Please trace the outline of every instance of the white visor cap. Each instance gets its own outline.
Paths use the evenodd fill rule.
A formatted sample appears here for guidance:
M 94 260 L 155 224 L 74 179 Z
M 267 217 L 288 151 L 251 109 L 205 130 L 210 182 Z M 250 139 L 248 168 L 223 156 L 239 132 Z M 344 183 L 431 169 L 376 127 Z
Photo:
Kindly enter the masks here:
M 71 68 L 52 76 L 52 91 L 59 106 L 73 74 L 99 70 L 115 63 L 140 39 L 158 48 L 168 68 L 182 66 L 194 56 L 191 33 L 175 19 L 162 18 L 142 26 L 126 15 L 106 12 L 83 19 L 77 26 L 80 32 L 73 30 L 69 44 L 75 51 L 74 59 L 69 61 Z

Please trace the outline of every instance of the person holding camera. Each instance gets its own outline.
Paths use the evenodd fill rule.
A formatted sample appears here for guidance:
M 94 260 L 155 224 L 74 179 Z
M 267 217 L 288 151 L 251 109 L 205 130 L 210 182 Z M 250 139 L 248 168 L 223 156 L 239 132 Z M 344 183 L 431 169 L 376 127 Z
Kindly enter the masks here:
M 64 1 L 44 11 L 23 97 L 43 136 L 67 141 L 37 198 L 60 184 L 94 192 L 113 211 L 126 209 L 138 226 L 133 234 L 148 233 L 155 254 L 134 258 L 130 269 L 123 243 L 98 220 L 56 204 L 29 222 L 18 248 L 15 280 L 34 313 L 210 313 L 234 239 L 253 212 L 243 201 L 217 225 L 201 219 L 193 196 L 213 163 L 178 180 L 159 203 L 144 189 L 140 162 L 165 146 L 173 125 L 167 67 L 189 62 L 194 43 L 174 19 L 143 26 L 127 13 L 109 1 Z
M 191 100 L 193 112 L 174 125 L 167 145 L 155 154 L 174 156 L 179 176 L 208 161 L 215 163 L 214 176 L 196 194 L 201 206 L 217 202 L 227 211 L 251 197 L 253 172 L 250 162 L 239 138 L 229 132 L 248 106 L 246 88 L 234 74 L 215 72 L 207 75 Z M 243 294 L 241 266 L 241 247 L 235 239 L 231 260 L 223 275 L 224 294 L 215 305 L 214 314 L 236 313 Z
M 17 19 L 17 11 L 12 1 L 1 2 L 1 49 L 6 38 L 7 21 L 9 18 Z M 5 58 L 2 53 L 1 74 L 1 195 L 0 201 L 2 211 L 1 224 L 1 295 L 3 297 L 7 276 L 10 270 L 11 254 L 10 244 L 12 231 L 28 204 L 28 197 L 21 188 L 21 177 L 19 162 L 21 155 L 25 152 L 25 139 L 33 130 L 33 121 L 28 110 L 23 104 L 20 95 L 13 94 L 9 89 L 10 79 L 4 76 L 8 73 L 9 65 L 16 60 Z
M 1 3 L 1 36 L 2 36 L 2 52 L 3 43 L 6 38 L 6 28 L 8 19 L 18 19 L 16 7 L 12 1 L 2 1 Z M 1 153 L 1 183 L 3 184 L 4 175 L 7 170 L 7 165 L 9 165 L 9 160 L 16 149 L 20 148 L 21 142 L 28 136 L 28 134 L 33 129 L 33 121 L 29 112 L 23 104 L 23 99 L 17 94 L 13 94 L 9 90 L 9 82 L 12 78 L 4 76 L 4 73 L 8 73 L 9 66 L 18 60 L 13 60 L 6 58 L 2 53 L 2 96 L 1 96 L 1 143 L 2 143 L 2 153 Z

• What you have to do: Retype each record above so that every word stays exactly the same.

• Answer box:
Please trace the outline of every instance of the white visor cap. Each instance gets its own outline.
Paths use the evenodd fill rule.
A formatted sample appears here for guidance:
M 94 260 L 155 224 L 74 179 Z
M 267 217 L 288 151 L 251 109 L 205 130 L 210 182 Z M 250 139 L 248 168 L 223 156 L 239 132 Z M 344 183 L 431 169 L 376 127 Z
Photo:
Kindly enter the masks here:
M 71 68 L 52 76 L 52 91 L 59 106 L 73 74 L 99 70 L 115 63 L 140 39 L 158 48 L 168 68 L 182 66 L 194 56 L 191 33 L 175 19 L 162 18 L 142 26 L 126 15 L 106 12 L 83 19 L 77 26 L 80 32 L 73 30 L 69 44 L 75 51 L 74 59 L 69 61 Z

Please trace the outline of every instance of the person holding camera. Each instance gets its own outline.
Paths use the evenodd fill rule.
A formatted sample appears here for guidance:
M 94 260 L 155 224 L 74 179 Z
M 267 217 L 288 151 L 251 109 L 205 130 L 210 182 Z M 250 139 L 248 168 L 223 156 L 239 132 Z M 344 183 L 431 169 L 376 127 Z
Kindly enter the masks here:
M 64 1 L 44 11 L 23 97 L 43 136 L 67 141 L 37 198 L 60 184 L 94 192 L 113 211 L 126 209 L 138 226 L 133 234 L 148 233 L 155 254 L 134 258 L 130 269 L 123 243 L 98 220 L 56 204 L 29 222 L 18 248 L 15 280 L 34 313 L 210 313 L 234 239 L 253 212 L 243 201 L 217 225 L 201 219 L 193 196 L 213 163 L 178 180 L 159 203 L 144 189 L 140 162 L 165 146 L 173 125 L 167 67 L 189 62 L 194 43 L 174 19 L 143 26 L 127 13 L 109 1 Z
M 191 100 L 193 112 L 174 125 L 167 145 L 155 154 L 174 156 L 179 176 L 208 161 L 215 163 L 214 176 L 196 194 L 201 206 L 217 202 L 227 211 L 251 197 L 253 172 L 250 162 L 239 138 L 229 132 L 248 106 L 246 88 L 234 74 L 215 72 L 207 75 Z M 243 294 L 241 266 L 241 247 L 235 239 L 231 260 L 223 275 L 224 294 L 215 305 L 214 314 L 236 313 Z
M 17 19 L 17 11 L 12 1 L 1 2 L 1 49 L 6 38 L 7 21 L 9 18 Z M 5 58 L 2 53 L 1 74 L 1 195 L 0 201 L 2 211 L 1 224 L 1 295 L 3 297 L 7 276 L 10 270 L 11 254 L 10 244 L 12 231 L 28 204 L 28 197 L 21 188 L 21 177 L 19 162 L 21 155 L 25 152 L 25 139 L 33 130 L 33 121 L 28 110 L 23 104 L 20 95 L 13 94 L 9 89 L 10 79 L 4 76 L 8 73 L 9 65 L 16 60 Z
M 1 3 L 1 36 L 2 36 L 2 52 L 3 43 L 6 38 L 6 28 L 8 19 L 18 19 L 16 7 L 12 1 L 2 1 Z M 1 153 L 1 183 L 3 184 L 4 175 L 7 170 L 7 165 L 9 165 L 9 160 L 16 149 L 20 148 L 21 142 L 28 136 L 28 134 L 33 129 L 33 121 L 29 112 L 23 104 L 23 99 L 17 94 L 13 94 L 9 90 L 9 82 L 12 78 L 4 76 L 4 73 L 8 73 L 9 66 L 18 60 L 13 60 L 6 58 L 2 53 L 2 96 L 1 96 L 1 143 L 2 143 L 2 153 Z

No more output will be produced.